## STATED GOAL
Copy out the records below, swapping "instance" for "occurrence" wherever it occurs and leaving every other character as it is.
* BEGIN DATASET ENTRIES *
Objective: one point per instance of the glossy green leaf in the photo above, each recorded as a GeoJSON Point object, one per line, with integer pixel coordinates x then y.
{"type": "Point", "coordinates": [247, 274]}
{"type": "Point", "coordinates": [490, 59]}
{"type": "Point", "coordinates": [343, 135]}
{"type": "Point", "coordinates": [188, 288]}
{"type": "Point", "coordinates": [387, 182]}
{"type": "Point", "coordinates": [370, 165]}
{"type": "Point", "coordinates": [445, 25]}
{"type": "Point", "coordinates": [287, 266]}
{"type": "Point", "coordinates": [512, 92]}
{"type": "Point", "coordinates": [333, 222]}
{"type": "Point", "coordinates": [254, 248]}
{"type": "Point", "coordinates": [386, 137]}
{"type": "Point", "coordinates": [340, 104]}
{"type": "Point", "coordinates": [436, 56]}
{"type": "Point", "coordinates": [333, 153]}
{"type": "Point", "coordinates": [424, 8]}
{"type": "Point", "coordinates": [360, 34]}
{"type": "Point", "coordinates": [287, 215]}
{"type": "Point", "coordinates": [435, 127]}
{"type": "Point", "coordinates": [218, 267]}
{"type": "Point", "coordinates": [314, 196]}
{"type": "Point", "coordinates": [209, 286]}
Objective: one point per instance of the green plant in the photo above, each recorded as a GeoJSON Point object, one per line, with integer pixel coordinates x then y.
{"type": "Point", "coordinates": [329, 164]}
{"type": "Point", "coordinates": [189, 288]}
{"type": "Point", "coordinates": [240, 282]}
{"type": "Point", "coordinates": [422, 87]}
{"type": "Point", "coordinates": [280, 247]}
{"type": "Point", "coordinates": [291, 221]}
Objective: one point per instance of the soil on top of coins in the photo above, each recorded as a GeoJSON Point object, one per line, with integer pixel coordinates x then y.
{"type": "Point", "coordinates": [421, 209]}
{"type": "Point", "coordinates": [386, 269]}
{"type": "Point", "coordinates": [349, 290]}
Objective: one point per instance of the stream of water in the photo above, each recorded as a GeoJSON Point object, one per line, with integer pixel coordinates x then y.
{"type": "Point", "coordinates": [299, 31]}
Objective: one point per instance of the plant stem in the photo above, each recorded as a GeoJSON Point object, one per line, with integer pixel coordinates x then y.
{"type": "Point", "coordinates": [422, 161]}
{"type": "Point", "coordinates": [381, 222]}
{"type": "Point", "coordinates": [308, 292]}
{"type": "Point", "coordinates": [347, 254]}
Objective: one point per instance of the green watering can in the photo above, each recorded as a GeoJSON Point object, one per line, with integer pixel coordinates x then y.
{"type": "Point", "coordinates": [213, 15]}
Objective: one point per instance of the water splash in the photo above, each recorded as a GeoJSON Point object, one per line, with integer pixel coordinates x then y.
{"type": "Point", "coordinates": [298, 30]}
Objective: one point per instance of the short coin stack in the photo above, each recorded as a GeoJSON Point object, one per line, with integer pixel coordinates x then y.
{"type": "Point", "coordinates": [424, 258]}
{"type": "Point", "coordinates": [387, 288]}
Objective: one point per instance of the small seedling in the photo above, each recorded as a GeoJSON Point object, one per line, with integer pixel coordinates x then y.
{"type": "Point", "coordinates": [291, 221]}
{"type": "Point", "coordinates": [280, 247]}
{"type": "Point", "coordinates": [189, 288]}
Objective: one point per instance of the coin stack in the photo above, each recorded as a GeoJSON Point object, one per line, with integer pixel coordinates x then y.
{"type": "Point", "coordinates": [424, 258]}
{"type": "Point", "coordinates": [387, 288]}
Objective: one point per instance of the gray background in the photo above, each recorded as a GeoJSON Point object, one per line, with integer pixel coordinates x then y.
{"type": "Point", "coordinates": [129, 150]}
* END DATASET ENTRIES *
## OUTPUT FOR THIS TASK
Objective: one point per occurrence of the glossy green leaf in the photo above, each recorded as a GeoJSON Point object, one per line, with integer pixel coordinates x then y.
{"type": "Point", "coordinates": [247, 274]}
{"type": "Point", "coordinates": [490, 59]}
{"type": "Point", "coordinates": [343, 135]}
{"type": "Point", "coordinates": [188, 288]}
{"type": "Point", "coordinates": [387, 182]}
{"type": "Point", "coordinates": [370, 165]}
{"type": "Point", "coordinates": [445, 25]}
{"type": "Point", "coordinates": [287, 266]}
{"type": "Point", "coordinates": [512, 92]}
{"type": "Point", "coordinates": [333, 222]}
{"type": "Point", "coordinates": [254, 248]}
{"type": "Point", "coordinates": [386, 137]}
{"type": "Point", "coordinates": [340, 104]}
{"type": "Point", "coordinates": [436, 56]}
{"type": "Point", "coordinates": [333, 153]}
{"type": "Point", "coordinates": [424, 8]}
{"type": "Point", "coordinates": [360, 34]}
{"type": "Point", "coordinates": [287, 215]}
{"type": "Point", "coordinates": [435, 127]}
{"type": "Point", "coordinates": [218, 267]}
{"type": "Point", "coordinates": [314, 196]}
{"type": "Point", "coordinates": [209, 286]}
Objective: one point per occurrence of the green plant in the photo above, each recorded as a GeoJSON Point object, one per line, with integer pixel coordinates x then y.
{"type": "Point", "coordinates": [329, 164]}
{"type": "Point", "coordinates": [189, 288]}
{"type": "Point", "coordinates": [240, 282]}
{"type": "Point", "coordinates": [422, 87]}
{"type": "Point", "coordinates": [280, 247]}
{"type": "Point", "coordinates": [291, 221]}
Objective: one point per occurrence of the soil on top of coins in the photo above, each recorded as a GeoJSON Point object, one per line, with integer pixel coordinates x then y.
{"type": "Point", "coordinates": [421, 209]}
{"type": "Point", "coordinates": [386, 269]}
{"type": "Point", "coordinates": [349, 290]}
Objective: one point per occurrence of the stream of water in the photo above, each recorded as a GeoJSON Point object, one per line, with integer pixel coordinates x then y.
{"type": "Point", "coordinates": [299, 31]}
Objective: one point per occurrence of the plant stem in the photo above, each recorded as a GeoJSON Point object, one per line, with integer pixel coordinates x then y.
{"type": "Point", "coordinates": [422, 161]}
{"type": "Point", "coordinates": [381, 222]}
{"type": "Point", "coordinates": [308, 292]}
{"type": "Point", "coordinates": [347, 254]}
Objective: one point per occurrence of the green watering can in the photo above, each recorded as a GeoJSON Point object, one per line, with integer pixel coordinates x then y.
{"type": "Point", "coordinates": [213, 15]}
Objective: one point per occurrence of the water splash in the photo above, each recorded as a GeoJSON Point object, one per line, with integer pixel coordinates x then y.
{"type": "Point", "coordinates": [298, 30]}
Objective: one point per occurrence of the short coin stack in the photo above, each recorded as a GeoJSON Point object, one per line, with integer pixel coordinates x then y.
{"type": "Point", "coordinates": [424, 258]}
{"type": "Point", "coordinates": [387, 288]}
Objective: one point per occurrence of the small seedling in the photo above, each recorded as a GeoJSON Point object, one per line, with integer pixel coordinates x then y.
{"type": "Point", "coordinates": [291, 221]}
{"type": "Point", "coordinates": [280, 247]}
{"type": "Point", "coordinates": [189, 288]}
Objective: one point per occurrence of the coin stack in the photo above, each recorded as a GeoJSON Point object, one per line, with integer pixel coordinates x then y.
{"type": "Point", "coordinates": [424, 258]}
{"type": "Point", "coordinates": [387, 288]}
Objective: one point per occurrence of the gray background in the photo above, each recorded as a GeoJSON Point object, one per line, with integer pixel coordinates x then y.
{"type": "Point", "coordinates": [129, 150]}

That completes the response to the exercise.